THE TASK:
Reproduce every one of the entries below, line by line and word for word, without changing anything.

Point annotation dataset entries
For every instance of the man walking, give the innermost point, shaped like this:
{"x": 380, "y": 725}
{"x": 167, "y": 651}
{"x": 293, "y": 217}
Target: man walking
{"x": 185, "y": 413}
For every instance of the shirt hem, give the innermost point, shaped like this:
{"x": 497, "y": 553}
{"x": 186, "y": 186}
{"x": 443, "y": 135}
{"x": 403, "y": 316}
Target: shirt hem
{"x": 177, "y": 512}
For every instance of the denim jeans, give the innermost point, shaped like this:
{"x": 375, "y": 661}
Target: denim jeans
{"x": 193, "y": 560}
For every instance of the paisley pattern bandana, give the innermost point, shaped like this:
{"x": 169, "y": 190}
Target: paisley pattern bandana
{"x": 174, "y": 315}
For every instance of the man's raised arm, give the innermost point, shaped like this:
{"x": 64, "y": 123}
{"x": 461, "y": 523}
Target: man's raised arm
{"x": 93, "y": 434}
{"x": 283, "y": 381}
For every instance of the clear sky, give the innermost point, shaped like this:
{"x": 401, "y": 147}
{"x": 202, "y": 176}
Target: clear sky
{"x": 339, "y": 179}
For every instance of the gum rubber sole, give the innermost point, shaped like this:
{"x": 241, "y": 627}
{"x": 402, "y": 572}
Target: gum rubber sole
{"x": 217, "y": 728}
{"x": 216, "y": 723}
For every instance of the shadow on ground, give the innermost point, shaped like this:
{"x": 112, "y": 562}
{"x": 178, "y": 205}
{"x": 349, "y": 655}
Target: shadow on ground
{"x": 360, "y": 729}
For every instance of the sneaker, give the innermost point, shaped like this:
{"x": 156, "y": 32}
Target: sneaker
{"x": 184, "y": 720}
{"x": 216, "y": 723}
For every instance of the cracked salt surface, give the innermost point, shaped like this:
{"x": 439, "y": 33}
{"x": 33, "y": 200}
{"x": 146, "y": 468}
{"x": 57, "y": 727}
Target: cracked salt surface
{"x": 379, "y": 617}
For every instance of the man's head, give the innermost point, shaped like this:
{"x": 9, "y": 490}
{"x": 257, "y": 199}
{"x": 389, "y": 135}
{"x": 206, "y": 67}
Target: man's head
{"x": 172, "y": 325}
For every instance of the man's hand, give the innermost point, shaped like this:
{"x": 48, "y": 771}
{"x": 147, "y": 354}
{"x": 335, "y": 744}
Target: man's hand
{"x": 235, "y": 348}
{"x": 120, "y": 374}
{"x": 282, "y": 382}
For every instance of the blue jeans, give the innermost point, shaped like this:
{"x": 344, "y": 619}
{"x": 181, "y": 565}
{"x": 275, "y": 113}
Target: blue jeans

COMPLETED EXERCISE:
For every instance of the man walking, give the innermost point, shaped like this:
{"x": 380, "y": 725}
{"x": 167, "y": 651}
{"x": 293, "y": 217}
Target: man walking
{"x": 185, "y": 413}
For every instance of the shirt hem, give the innermost point, shaped like this:
{"x": 497, "y": 553}
{"x": 186, "y": 186}
{"x": 443, "y": 135}
{"x": 403, "y": 316}
Target: shirt hem
{"x": 177, "y": 512}
For every instance of the denim jeans, give the innermost point, shaped like this:
{"x": 375, "y": 661}
Target: denim jeans
{"x": 193, "y": 560}
For every instance of the paisley pattern bandana, give the innermost point, shaped like this:
{"x": 169, "y": 190}
Target: paisley pattern bandana
{"x": 174, "y": 315}
For every instance of the man's raised arm, give the innermost point, shaped like this:
{"x": 64, "y": 123}
{"x": 461, "y": 523}
Target: man's raised arm
{"x": 93, "y": 434}
{"x": 283, "y": 381}
For every instance of the clear sky, give the innermost point, shaped like this:
{"x": 401, "y": 147}
{"x": 202, "y": 176}
Target: clear sky
{"x": 339, "y": 179}
For every instance of the gum rubber sole, give the innermost point, shaped like this:
{"x": 241, "y": 627}
{"x": 402, "y": 572}
Target: gum rubber sole
{"x": 217, "y": 728}
{"x": 216, "y": 723}
For every instance of the shadow on ground, give the innermost point, shaped like this:
{"x": 112, "y": 562}
{"x": 178, "y": 205}
{"x": 349, "y": 655}
Target: shadow on ground
{"x": 360, "y": 729}
For every instance of the sneaker, give the innermost point, shaped like this:
{"x": 156, "y": 32}
Target: sneaker
{"x": 184, "y": 720}
{"x": 216, "y": 723}
For every instance of the cracked salt surface, give the innermost point, shaped like this:
{"x": 439, "y": 33}
{"x": 33, "y": 200}
{"x": 146, "y": 468}
{"x": 57, "y": 727}
Target: cracked salt surface
{"x": 379, "y": 617}
For every instance of the man's head, give the innermost point, shaped like this:
{"x": 9, "y": 490}
{"x": 257, "y": 199}
{"x": 389, "y": 135}
{"x": 206, "y": 67}
Target: man's head
{"x": 172, "y": 325}
For every instance of the man's hand, give the innermost point, shaped like this:
{"x": 48, "y": 771}
{"x": 147, "y": 354}
{"x": 335, "y": 744}
Target: man's hand
{"x": 235, "y": 348}
{"x": 120, "y": 374}
{"x": 282, "y": 382}
For every instance of the blue jeans, give the innermost point, shaped like this:
{"x": 344, "y": 619}
{"x": 181, "y": 565}
{"x": 275, "y": 113}
Target: blue jeans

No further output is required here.